Tarefa >> Copie sem nenhuma alteração tudo o que vai do começo dos registros até a linha que contém "point(122, 132)", incluindo essa linha.

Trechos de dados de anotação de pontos
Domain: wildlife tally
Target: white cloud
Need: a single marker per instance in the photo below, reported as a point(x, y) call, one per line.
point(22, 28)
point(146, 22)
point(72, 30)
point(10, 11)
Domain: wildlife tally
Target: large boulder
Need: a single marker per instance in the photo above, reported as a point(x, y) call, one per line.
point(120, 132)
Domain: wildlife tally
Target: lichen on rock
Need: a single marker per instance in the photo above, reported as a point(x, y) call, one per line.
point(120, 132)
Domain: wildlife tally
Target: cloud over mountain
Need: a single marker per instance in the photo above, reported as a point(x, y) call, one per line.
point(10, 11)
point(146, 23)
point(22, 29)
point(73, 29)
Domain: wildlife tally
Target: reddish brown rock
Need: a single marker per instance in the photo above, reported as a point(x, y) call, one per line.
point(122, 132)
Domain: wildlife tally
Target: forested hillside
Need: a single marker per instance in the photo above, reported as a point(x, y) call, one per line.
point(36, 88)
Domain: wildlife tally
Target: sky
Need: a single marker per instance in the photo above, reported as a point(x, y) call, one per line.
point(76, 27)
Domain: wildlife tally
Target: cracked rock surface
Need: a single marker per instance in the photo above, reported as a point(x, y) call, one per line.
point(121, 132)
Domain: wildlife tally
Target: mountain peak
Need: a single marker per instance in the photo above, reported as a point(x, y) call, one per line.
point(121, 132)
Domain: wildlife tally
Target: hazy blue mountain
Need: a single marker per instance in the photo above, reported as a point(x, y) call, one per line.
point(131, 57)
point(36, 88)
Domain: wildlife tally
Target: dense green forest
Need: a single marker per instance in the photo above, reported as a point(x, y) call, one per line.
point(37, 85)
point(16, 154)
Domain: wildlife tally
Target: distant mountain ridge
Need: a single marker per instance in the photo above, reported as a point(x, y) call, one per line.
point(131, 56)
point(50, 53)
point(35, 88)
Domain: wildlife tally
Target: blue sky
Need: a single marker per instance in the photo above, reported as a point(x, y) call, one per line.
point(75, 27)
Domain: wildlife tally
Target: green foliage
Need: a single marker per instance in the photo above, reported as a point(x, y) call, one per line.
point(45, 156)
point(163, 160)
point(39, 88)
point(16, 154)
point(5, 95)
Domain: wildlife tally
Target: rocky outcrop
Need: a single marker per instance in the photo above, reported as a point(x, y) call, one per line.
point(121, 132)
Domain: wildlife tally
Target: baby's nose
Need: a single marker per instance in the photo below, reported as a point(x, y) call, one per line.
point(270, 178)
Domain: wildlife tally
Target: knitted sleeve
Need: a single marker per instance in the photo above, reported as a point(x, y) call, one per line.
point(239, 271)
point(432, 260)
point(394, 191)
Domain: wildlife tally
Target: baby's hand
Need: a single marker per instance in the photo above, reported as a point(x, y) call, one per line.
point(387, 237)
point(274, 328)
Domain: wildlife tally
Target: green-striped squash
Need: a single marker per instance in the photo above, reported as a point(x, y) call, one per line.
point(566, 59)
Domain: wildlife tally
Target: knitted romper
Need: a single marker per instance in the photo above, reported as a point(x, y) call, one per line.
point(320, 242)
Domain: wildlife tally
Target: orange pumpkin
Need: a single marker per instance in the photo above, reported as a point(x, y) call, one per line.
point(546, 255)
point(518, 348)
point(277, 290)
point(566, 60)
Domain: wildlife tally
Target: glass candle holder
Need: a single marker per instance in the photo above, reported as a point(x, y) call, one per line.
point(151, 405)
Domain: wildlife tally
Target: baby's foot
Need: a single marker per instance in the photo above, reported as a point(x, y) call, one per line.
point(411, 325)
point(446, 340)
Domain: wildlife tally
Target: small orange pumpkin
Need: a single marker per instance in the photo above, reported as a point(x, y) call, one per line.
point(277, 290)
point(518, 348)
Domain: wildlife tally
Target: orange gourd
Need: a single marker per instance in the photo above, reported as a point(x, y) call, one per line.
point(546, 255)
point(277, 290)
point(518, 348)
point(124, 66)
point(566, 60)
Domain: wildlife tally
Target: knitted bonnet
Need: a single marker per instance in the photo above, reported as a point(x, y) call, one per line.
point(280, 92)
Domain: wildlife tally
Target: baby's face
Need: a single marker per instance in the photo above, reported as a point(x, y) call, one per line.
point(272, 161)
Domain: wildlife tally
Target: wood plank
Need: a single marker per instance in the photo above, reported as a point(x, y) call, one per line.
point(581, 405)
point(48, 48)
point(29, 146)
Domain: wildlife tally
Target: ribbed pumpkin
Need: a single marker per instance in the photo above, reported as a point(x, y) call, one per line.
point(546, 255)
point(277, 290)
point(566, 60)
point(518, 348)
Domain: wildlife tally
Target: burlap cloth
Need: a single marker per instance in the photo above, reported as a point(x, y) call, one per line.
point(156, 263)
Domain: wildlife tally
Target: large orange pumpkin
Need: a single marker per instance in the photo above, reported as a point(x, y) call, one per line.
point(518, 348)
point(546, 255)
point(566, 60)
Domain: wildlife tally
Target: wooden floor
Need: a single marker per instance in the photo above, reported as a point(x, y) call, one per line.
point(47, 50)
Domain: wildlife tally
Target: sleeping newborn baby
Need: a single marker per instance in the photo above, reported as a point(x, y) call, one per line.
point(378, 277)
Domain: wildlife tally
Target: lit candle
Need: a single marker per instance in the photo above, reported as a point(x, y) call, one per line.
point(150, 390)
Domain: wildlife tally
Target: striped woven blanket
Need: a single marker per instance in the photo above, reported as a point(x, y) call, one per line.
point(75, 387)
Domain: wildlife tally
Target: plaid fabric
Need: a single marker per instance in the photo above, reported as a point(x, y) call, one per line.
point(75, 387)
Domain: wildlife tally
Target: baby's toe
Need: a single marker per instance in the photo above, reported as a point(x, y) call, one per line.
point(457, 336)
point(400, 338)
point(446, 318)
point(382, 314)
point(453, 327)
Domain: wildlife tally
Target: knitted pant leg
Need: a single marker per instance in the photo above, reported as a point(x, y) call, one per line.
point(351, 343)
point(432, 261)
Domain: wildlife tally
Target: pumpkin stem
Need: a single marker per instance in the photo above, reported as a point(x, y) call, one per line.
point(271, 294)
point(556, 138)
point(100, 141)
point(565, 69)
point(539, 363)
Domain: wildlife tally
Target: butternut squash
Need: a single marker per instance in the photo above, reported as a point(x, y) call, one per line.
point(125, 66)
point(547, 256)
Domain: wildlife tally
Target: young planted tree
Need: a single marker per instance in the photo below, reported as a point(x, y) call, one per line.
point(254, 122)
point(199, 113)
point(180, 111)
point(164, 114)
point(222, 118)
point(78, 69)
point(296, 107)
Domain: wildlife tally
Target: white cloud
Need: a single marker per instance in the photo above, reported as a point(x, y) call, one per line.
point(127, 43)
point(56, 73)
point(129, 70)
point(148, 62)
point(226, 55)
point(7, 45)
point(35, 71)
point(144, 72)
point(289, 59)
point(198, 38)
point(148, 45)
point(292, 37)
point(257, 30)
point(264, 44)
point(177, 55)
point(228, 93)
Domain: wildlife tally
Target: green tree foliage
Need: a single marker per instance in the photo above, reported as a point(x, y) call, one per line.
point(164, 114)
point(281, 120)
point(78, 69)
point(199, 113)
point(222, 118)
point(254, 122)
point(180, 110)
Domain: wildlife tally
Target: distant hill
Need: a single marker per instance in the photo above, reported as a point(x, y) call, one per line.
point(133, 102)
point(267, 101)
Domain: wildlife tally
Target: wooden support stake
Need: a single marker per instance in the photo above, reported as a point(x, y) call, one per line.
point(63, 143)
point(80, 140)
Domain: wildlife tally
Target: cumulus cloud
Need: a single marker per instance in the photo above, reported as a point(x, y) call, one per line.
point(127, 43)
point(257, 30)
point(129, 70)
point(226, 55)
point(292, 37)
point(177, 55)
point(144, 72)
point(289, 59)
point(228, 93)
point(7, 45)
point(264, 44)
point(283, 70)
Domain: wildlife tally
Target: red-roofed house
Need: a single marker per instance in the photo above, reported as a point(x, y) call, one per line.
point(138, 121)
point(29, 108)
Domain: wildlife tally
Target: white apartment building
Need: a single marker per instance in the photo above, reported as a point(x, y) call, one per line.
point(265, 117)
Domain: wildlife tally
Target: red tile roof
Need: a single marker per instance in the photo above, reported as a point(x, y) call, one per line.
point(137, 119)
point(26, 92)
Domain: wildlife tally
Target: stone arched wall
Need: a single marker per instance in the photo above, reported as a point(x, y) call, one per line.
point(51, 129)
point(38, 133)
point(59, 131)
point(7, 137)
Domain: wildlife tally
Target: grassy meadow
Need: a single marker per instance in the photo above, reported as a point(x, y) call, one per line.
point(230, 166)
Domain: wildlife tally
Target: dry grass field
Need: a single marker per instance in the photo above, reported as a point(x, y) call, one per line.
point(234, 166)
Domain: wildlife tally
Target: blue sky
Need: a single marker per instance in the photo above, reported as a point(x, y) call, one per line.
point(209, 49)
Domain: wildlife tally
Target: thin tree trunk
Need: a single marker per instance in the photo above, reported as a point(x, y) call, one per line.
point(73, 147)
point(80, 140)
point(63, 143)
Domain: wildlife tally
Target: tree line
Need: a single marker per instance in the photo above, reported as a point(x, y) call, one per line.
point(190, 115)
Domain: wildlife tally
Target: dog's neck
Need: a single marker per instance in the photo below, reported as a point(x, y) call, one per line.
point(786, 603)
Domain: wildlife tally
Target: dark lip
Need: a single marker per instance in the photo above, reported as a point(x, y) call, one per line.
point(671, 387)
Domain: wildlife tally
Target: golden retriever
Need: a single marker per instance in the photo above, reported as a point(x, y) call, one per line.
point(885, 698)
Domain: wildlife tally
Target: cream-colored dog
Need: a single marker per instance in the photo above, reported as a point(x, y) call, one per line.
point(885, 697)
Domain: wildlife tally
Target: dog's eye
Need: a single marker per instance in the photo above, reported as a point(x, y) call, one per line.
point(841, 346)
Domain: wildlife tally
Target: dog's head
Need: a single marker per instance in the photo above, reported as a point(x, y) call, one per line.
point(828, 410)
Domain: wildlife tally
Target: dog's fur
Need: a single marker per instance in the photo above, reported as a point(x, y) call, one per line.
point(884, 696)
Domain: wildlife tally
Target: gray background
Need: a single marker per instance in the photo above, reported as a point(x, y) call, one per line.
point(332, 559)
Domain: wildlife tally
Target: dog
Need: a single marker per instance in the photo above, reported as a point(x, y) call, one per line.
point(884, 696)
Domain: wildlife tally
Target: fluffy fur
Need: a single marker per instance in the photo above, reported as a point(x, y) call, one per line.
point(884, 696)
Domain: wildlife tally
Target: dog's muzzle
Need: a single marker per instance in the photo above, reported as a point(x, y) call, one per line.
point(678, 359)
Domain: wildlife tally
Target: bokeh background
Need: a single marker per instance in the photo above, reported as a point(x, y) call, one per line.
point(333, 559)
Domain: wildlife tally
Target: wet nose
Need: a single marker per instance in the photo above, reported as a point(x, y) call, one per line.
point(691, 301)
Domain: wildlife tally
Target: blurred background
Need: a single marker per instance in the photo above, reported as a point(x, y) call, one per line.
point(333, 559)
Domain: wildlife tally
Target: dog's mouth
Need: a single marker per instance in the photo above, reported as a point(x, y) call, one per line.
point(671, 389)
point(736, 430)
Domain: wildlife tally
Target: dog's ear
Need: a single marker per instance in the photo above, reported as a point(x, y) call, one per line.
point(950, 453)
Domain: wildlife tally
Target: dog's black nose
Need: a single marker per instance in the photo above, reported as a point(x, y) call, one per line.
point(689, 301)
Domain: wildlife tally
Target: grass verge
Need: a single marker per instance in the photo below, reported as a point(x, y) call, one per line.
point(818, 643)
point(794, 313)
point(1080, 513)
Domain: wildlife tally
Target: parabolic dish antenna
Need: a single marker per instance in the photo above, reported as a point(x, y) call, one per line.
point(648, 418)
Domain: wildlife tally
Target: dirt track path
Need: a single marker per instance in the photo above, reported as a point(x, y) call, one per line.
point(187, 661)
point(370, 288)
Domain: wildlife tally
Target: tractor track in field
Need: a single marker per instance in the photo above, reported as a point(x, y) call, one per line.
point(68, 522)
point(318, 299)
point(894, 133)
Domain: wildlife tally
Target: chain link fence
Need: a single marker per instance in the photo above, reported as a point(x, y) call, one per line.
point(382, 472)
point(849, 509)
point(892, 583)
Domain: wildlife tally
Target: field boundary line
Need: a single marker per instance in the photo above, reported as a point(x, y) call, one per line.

Resultado do exercício >>
Domain: wildlife tally
Target: white cloud
Need: a single marker per instance in the photo below, reported as a point(x, y) call, one per line.
point(22, 28)
point(146, 22)
point(72, 30)
point(10, 11)
Domain: wildlife tally
Target: large boulder
Need: a single marker per instance in the photo above, reported as a point(x, y) call, one per line.
point(120, 132)
Domain: wildlife tally
Target: lichen on rock
Need: a single marker per instance in the photo above, reported as a point(x, y) call, one per line.
point(120, 132)
Domain: wildlife tally
Target: cloud over mountain
Need: a single marker per instance in the photo above, reported as a point(x, y) call, one per line.
point(10, 11)
point(146, 23)
point(22, 29)
point(73, 29)
Domain: wildlife tally
Target: reddish brown rock
Need: a single marker per instance in the photo above, reported as a point(x, y) call, one per line.
point(122, 132)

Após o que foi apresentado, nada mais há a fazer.